## SHORT PROBLEM
Return the material verbatim, starting at its first line and ending at the line that contains "pixel 108 383", with both ends included. Omit the pictures.

## DATASET CONTENT
---------------

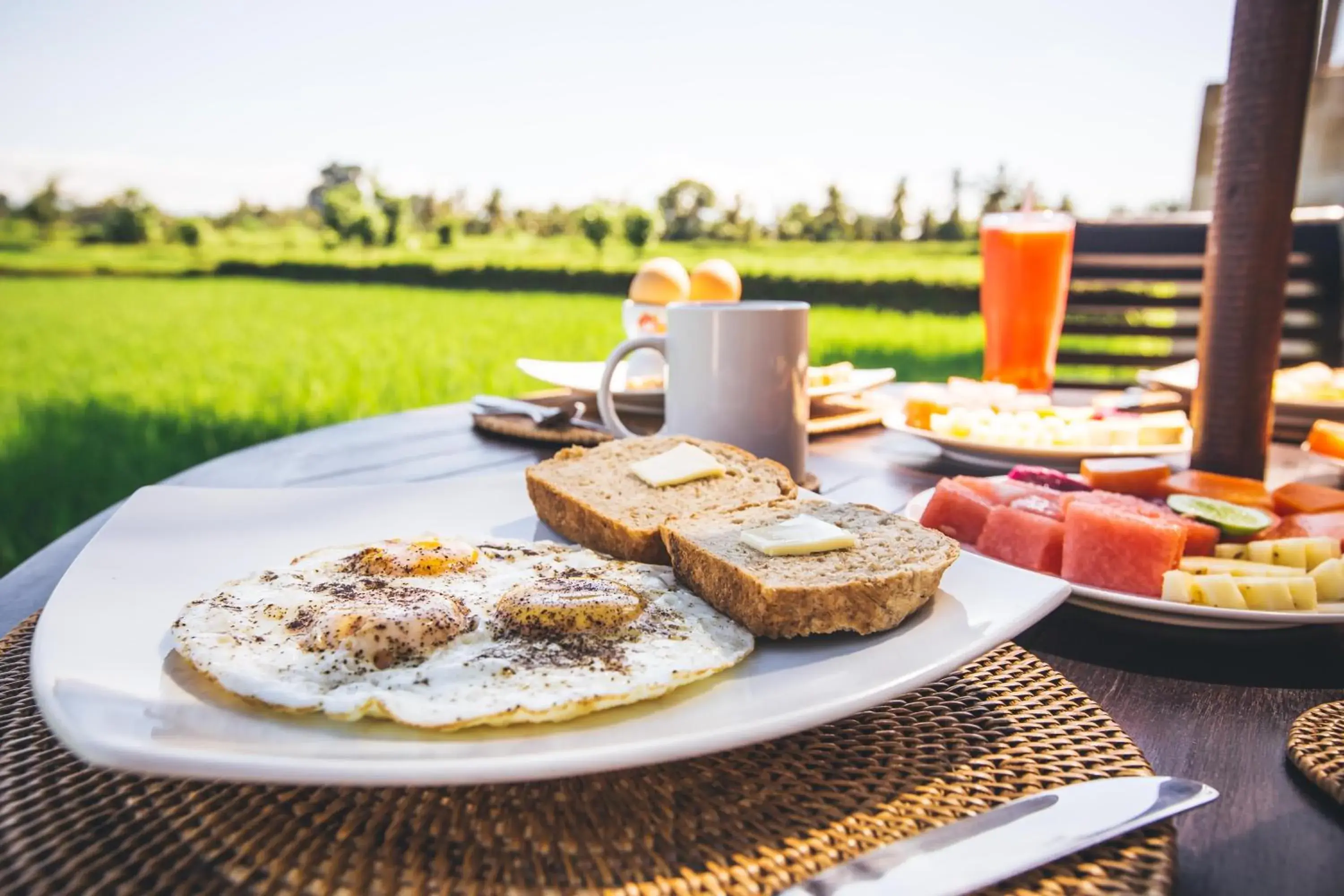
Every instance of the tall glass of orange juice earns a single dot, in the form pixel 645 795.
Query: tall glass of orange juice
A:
pixel 1026 258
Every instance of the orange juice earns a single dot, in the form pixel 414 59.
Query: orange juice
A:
pixel 1026 258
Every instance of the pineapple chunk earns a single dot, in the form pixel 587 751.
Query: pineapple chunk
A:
pixel 1330 579
pixel 1178 586
pixel 1304 591
pixel 1322 548
pixel 1291 552
pixel 1265 593
pixel 1218 591
pixel 1222 566
pixel 1260 552
pixel 1307 552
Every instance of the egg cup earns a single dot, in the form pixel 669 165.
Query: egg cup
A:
pixel 646 369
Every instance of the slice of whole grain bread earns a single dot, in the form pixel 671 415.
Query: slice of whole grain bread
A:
pixel 589 495
pixel 892 571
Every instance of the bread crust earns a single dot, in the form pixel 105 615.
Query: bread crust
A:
pixel 874 603
pixel 577 520
pixel 584 524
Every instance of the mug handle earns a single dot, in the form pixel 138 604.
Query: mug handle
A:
pixel 605 405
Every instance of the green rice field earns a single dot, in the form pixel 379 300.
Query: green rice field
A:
pixel 108 383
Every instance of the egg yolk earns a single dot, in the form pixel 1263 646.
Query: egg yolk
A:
pixel 569 605
pixel 429 556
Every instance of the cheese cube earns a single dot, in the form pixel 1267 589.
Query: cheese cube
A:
pixel 1221 566
pixel 683 464
pixel 1265 593
pixel 803 534
pixel 1330 579
pixel 1178 586
pixel 1218 591
pixel 1260 551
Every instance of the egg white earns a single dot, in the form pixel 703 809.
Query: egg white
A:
pixel 483 677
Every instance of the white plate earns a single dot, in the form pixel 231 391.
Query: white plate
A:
pixel 585 377
pixel 1139 606
pixel 112 688
pixel 1183 378
pixel 1003 457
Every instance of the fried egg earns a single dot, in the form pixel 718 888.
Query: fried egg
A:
pixel 449 633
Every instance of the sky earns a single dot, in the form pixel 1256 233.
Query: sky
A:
pixel 201 105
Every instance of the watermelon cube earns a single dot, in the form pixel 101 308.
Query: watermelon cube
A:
pixel 1201 538
pixel 1023 539
pixel 956 511
pixel 1043 507
pixel 1113 548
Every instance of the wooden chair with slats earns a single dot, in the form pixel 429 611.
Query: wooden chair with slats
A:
pixel 1143 279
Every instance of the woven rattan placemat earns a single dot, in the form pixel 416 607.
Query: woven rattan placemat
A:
pixel 1316 747
pixel 746 821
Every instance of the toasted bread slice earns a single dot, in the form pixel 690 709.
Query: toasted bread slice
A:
pixel 589 495
pixel 892 571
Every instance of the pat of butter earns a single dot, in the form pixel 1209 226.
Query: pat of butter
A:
pixel 800 535
pixel 683 464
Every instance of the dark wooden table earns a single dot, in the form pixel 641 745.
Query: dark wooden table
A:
pixel 1205 704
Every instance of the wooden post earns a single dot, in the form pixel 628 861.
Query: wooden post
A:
pixel 1260 143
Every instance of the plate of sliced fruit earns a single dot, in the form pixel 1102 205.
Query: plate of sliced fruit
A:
pixel 1137 540
pixel 995 426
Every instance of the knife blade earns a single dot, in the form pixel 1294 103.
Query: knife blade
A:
pixel 1008 840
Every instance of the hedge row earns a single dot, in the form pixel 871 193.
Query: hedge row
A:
pixel 901 295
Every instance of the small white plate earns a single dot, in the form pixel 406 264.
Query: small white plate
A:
pixel 1003 457
pixel 1183 378
pixel 585 377
pixel 115 692
pixel 1140 606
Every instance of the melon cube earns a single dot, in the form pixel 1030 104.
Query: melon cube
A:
pixel 1113 548
pixel 956 511
pixel 1023 539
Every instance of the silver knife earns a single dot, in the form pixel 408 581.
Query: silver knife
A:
pixel 543 416
pixel 1008 840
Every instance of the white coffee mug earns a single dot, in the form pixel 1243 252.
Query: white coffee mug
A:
pixel 737 374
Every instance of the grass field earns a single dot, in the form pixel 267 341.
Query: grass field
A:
pixel 865 261
pixel 112 383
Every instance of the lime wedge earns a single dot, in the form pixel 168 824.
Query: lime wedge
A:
pixel 1233 519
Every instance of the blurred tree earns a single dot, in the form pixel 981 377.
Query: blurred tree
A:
pixel 796 222
pixel 557 222
pixel 953 229
pixel 195 233
pixel 928 226
pixel 832 222
pixel 398 213
pixel 494 211
pixel 869 228
pixel 639 228
pixel 596 225
pixel 132 220
pixel 353 215
pixel 445 230
pixel 424 210
pixel 683 207
pixel 996 195
pixel 898 224
pixel 43 209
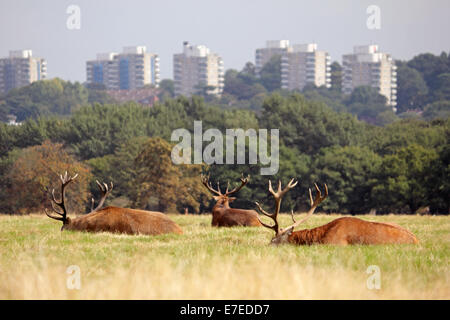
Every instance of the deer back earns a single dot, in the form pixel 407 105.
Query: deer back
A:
pixel 229 217
pixel 349 230
pixel 124 220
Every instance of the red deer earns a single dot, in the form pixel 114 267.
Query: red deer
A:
pixel 342 231
pixel 111 219
pixel 223 215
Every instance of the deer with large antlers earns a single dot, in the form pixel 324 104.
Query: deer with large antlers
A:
pixel 110 219
pixel 342 231
pixel 223 215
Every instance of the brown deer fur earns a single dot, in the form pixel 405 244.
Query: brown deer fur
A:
pixel 223 215
pixel 349 230
pixel 111 219
pixel 341 231
pixel 123 220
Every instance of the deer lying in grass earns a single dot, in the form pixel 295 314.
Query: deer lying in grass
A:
pixel 343 231
pixel 223 215
pixel 111 219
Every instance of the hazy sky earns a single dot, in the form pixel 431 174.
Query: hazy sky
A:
pixel 231 28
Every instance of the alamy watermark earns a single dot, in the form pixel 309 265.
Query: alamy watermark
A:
pixel 73 281
pixel 374 280
pixel 374 19
pixel 213 153
pixel 73 22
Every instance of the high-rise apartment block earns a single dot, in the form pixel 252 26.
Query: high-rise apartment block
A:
pixel 131 69
pixel 20 69
pixel 369 67
pixel 197 69
pixel 303 64
pixel 300 63
pixel 273 48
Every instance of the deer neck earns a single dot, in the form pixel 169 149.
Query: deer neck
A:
pixel 222 205
pixel 308 236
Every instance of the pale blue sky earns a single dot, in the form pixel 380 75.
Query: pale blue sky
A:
pixel 231 28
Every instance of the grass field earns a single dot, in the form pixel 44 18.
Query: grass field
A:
pixel 218 263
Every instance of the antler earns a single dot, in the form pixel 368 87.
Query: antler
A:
pixel 207 184
pixel 106 190
pixel 278 197
pixel 319 198
pixel 244 181
pixel 65 180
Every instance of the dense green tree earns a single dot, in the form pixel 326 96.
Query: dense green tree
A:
pixel 404 180
pixel 349 173
pixel 435 110
pixel 35 172
pixel 171 186
pixel 412 89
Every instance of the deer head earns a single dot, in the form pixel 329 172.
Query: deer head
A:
pixel 62 216
pixel 223 199
pixel 282 234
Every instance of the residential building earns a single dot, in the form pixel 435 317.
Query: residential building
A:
pixel 20 69
pixel 303 64
pixel 131 69
pixel 273 48
pixel 197 70
pixel 369 67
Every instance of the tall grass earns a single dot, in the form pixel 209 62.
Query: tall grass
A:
pixel 218 263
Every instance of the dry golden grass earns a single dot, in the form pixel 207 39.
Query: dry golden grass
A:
pixel 212 263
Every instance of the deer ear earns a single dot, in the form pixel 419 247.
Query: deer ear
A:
pixel 289 231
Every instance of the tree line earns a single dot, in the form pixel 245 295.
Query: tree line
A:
pixel 400 167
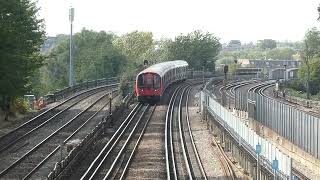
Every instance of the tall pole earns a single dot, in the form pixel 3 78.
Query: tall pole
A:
pixel 71 17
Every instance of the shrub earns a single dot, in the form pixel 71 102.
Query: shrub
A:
pixel 19 105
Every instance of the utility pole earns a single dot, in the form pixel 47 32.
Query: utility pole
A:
pixel 225 70
pixel 71 18
pixel 203 75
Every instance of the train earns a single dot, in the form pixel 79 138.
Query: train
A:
pixel 153 81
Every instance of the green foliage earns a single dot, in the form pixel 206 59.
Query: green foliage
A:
pixel 135 44
pixel 19 105
pixel 267 44
pixel 314 76
pixel 197 48
pixel 257 53
pixel 312 40
pixel 21 35
pixel 95 57
pixel 280 53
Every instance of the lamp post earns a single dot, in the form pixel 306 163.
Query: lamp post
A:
pixel 71 18
pixel 285 75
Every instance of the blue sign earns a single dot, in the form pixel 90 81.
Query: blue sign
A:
pixel 275 164
pixel 258 149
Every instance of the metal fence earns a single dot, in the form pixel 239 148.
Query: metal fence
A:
pixel 246 135
pixel 297 126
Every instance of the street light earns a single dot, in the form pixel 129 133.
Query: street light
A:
pixel 71 18
pixel 319 12
pixel 285 74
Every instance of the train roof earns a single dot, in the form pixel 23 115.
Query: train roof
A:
pixel 163 67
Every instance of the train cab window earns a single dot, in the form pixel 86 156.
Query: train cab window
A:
pixel 140 81
pixel 156 82
pixel 149 82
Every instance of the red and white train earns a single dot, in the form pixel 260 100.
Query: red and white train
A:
pixel 153 81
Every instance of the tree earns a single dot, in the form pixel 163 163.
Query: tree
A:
pixel 95 57
pixel 280 53
pixel 21 35
pixel 267 44
pixel 199 49
pixel 135 44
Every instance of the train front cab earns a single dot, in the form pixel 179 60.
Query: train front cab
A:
pixel 148 88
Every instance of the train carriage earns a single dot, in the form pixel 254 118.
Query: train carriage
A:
pixel 153 81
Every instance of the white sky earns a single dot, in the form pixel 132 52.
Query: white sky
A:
pixel 246 20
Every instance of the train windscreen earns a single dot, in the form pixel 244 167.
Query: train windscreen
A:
pixel 149 81
pixel 156 81
pixel 140 81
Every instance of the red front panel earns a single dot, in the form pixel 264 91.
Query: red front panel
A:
pixel 149 85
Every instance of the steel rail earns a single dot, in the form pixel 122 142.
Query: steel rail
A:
pixel 64 142
pixel 17 139
pixel 14 164
pixel 170 160
pixel 136 145
pixel 50 109
pixel 115 137
pixel 194 147
pixel 182 140
pixel 124 145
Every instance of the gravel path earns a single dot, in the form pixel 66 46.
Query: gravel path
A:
pixel 202 137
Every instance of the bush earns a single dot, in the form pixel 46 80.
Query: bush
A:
pixel 19 105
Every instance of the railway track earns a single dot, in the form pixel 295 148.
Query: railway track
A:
pixel 29 158
pixel 115 157
pixel 182 158
pixel 9 139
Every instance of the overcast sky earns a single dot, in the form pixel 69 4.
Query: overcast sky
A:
pixel 246 20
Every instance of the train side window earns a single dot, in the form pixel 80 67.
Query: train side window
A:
pixel 140 81
pixel 156 82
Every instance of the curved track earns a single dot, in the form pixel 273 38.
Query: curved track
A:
pixel 31 156
pixel 182 158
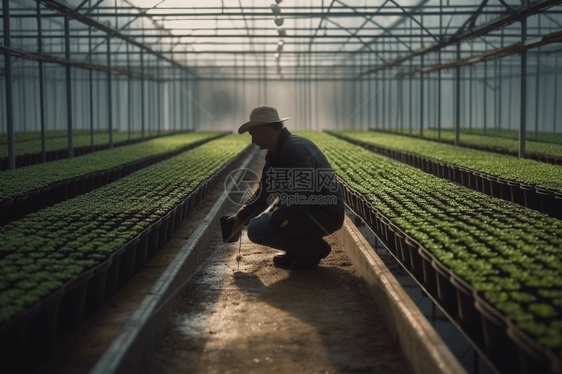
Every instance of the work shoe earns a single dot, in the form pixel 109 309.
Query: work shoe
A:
pixel 284 260
pixel 320 251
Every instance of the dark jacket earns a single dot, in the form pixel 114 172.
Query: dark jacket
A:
pixel 288 171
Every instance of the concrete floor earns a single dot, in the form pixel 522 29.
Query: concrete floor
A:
pixel 262 319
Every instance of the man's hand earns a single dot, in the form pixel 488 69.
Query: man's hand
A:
pixel 236 227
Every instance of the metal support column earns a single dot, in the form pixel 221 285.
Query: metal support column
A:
pixel 485 102
pixel 129 91
pixel 471 68
pixel 458 98
pixel 41 88
pixel 68 88
pixel 523 104
pixel 8 78
pixel 439 74
pixel 91 79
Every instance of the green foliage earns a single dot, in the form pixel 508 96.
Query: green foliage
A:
pixel 20 181
pixel 50 247
pixel 526 171
pixel 510 254
pixel 57 140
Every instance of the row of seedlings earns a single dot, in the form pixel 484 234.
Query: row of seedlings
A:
pixel 548 152
pixel 493 265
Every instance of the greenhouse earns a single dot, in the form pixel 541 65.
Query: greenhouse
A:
pixel 315 186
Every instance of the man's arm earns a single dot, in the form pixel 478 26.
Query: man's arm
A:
pixel 256 204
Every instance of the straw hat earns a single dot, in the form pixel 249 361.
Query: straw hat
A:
pixel 261 115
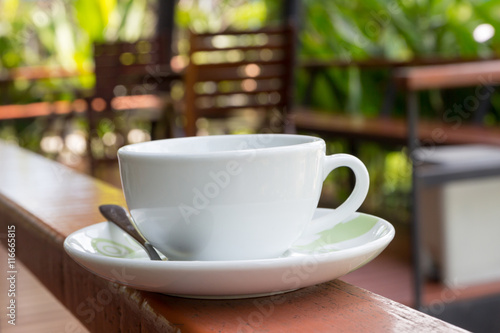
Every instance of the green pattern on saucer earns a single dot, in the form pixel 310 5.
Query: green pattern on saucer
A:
pixel 343 232
pixel 111 248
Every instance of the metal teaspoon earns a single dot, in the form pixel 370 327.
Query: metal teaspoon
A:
pixel 119 216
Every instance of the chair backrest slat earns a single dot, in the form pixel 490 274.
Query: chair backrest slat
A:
pixel 236 70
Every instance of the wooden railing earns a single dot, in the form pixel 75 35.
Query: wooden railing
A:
pixel 46 202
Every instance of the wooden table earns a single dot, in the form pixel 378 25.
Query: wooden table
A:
pixel 45 202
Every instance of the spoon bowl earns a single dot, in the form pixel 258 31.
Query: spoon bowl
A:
pixel 119 216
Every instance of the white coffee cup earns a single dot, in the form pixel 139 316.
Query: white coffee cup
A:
pixel 230 197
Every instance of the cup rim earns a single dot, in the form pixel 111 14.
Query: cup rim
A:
pixel 130 150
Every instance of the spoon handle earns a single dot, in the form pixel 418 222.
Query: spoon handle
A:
pixel 119 216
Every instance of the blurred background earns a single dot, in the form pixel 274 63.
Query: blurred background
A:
pixel 56 68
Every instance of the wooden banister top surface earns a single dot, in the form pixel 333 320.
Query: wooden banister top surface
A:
pixel 479 73
pixel 46 202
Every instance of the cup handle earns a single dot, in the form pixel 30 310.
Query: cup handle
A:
pixel 357 196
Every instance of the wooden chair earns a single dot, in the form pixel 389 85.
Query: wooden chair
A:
pixel 240 70
pixel 129 77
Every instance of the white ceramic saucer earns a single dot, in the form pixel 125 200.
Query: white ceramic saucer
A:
pixel 325 252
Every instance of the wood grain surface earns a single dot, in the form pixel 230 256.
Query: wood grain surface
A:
pixel 46 202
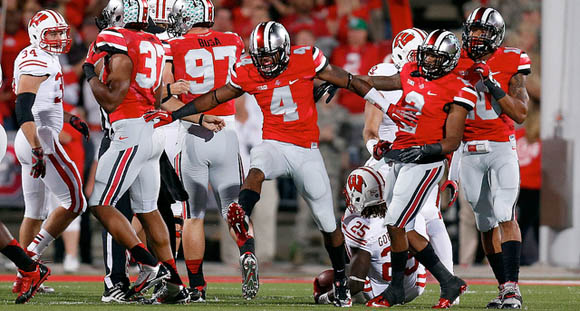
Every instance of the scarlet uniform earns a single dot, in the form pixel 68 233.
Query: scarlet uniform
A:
pixel 290 132
pixel 286 101
pixel 205 60
pixel 486 121
pixel 430 98
pixel 146 52
pixel 369 234
pixel 205 157
pixel 132 160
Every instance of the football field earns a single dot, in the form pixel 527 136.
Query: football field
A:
pixel 282 296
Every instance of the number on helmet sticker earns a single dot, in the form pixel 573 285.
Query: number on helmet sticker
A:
pixel 148 76
pixel 199 65
pixel 283 104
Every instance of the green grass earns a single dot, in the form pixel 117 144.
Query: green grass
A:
pixel 227 296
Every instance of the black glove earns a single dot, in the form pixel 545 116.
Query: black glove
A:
pixel 417 153
pixel 324 88
pixel 80 126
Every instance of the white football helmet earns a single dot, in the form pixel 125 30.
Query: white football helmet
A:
pixel 45 22
pixel 119 13
pixel 364 187
pixel 405 46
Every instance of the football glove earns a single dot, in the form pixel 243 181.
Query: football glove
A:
pixel 38 163
pixel 325 87
pixel 80 126
pixel 161 117
pixel 381 148
pixel 417 153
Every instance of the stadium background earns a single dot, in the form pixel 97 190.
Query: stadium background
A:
pixel 354 34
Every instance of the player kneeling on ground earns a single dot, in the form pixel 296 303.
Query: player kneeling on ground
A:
pixel 368 245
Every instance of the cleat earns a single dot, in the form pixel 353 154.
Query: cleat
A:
pixel 239 222
pixel 148 277
pixel 31 281
pixel 496 302
pixel 342 294
pixel 115 294
pixel 390 297
pixel 250 281
pixel 197 294
pixel 510 296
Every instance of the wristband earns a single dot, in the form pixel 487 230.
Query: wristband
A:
pixel 371 145
pixel 374 97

---------------

## ANSWER TO THE EXERCISE
Every instance of the tall glass of orange juice earns a single dot, in the form pixel 645 795.
Query: tall glass of orange juice
A:
pixel 1026 258
Every instance of the orange juice earns a single dot, in the form pixel 414 59.
Query: orange juice
A:
pixel 1026 258
Every instance of the pineapple chunk earns a single dot, in the form pixel 587 751.
Query: pineapple chunk
A:
pixel 1330 579
pixel 1178 586
pixel 1304 591
pixel 1322 548
pixel 1291 552
pixel 1265 593
pixel 1218 591
pixel 1222 566
pixel 1260 552
pixel 1307 552
Every instance of the egg cup earns a single dot, in the form pixel 669 165.
Query: egg cup
A:
pixel 646 369
Every instance of the slice of whole grain bread earns a single dot, in the form pixel 671 415.
Query: slice of whole grain bread
A:
pixel 589 495
pixel 892 571
Every instance of the bread crust earns a single dot, in the form pixel 105 615.
Query: bread crust
A:
pixel 874 603
pixel 577 520
pixel 584 524
Every instance of the mug handle earns a single dot, in the form pixel 138 604.
Query: mug handle
A:
pixel 605 405
Every instance of the green rice field earns a single dot, in the form pixel 379 300.
Query: green rice field
A:
pixel 108 383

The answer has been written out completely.